◆ **GOAL**
Only the lines from the one containing "pin: the green tree" through the end of the entries should be repeated, exactly as they appear, first and last included.
# Start of DATASET
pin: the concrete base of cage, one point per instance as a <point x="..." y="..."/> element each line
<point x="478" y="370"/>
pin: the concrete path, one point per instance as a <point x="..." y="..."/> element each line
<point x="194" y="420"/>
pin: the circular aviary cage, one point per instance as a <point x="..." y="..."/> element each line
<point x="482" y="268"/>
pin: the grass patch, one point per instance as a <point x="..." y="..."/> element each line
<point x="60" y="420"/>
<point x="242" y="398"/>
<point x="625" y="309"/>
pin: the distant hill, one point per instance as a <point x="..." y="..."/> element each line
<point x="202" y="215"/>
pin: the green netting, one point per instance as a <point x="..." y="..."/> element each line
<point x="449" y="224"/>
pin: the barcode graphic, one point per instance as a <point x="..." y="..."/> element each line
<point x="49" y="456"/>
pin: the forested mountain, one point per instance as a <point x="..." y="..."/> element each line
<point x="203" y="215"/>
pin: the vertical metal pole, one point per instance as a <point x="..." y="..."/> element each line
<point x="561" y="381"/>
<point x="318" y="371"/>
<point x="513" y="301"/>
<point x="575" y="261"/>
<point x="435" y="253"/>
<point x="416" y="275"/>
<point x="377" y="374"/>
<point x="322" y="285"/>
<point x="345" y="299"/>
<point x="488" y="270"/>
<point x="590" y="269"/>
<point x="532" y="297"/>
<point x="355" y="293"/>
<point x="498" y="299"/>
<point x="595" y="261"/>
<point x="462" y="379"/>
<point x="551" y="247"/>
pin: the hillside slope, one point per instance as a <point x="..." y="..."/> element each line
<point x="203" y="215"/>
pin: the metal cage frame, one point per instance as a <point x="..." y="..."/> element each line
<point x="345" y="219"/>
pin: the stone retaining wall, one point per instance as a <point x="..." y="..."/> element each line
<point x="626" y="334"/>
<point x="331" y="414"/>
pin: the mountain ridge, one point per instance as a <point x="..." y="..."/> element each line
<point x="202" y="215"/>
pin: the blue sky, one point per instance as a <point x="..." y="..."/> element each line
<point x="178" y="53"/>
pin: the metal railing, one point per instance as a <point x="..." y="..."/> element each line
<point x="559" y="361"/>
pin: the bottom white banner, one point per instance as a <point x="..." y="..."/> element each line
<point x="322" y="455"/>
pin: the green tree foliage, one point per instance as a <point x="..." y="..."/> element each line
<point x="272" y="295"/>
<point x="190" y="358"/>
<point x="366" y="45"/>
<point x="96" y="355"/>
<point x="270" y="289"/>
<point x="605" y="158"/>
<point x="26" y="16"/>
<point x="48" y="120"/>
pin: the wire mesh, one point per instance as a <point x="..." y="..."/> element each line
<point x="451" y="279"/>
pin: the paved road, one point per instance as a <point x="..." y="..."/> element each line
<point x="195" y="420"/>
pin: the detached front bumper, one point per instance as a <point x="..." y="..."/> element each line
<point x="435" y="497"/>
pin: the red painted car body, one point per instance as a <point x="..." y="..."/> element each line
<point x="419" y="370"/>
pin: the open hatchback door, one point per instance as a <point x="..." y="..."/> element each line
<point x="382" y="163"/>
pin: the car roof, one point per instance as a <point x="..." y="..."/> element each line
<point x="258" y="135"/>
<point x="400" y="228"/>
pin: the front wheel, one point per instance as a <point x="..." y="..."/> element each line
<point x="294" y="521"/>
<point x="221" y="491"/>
# End of DATASET
◆ **FULL SOLUTION**
pin: the green tree foliage, one point per instance as a <point x="..." y="..."/> element each line
<point x="272" y="295"/>
<point x="190" y="358"/>
<point x="366" y="45"/>
<point x="96" y="355"/>
<point x="270" y="289"/>
<point x="605" y="158"/>
<point x="26" y="16"/>
<point x="48" y="120"/>
pin: the wire mesh, one point per instance as a <point x="..." y="..."/> element each line
<point x="451" y="279"/>
pin: the paved road, one point per instance as a <point x="..." y="..."/> element each line
<point x="195" y="420"/>
pin: the detached front bumper, one point per instance as a <point x="..." y="..."/> element each line
<point x="435" y="497"/>
pin: the red painted car body, one point per instance as a <point x="..." y="..."/> element each line
<point x="419" y="370"/>
pin: the open hatchback door, one point per instance as a <point x="..." y="..."/> element each line
<point x="382" y="163"/>
pin: the car roof, one point per instance as a <point x="..." y="..."/> element each line
<point x="258" y="135"/>
<point x="400" y="228"/>
pin: the front wheel, one point per instance as a <point x="..." y="..."/> element each line
<point x="294" y="521"/>
<point x="221" y="491"/>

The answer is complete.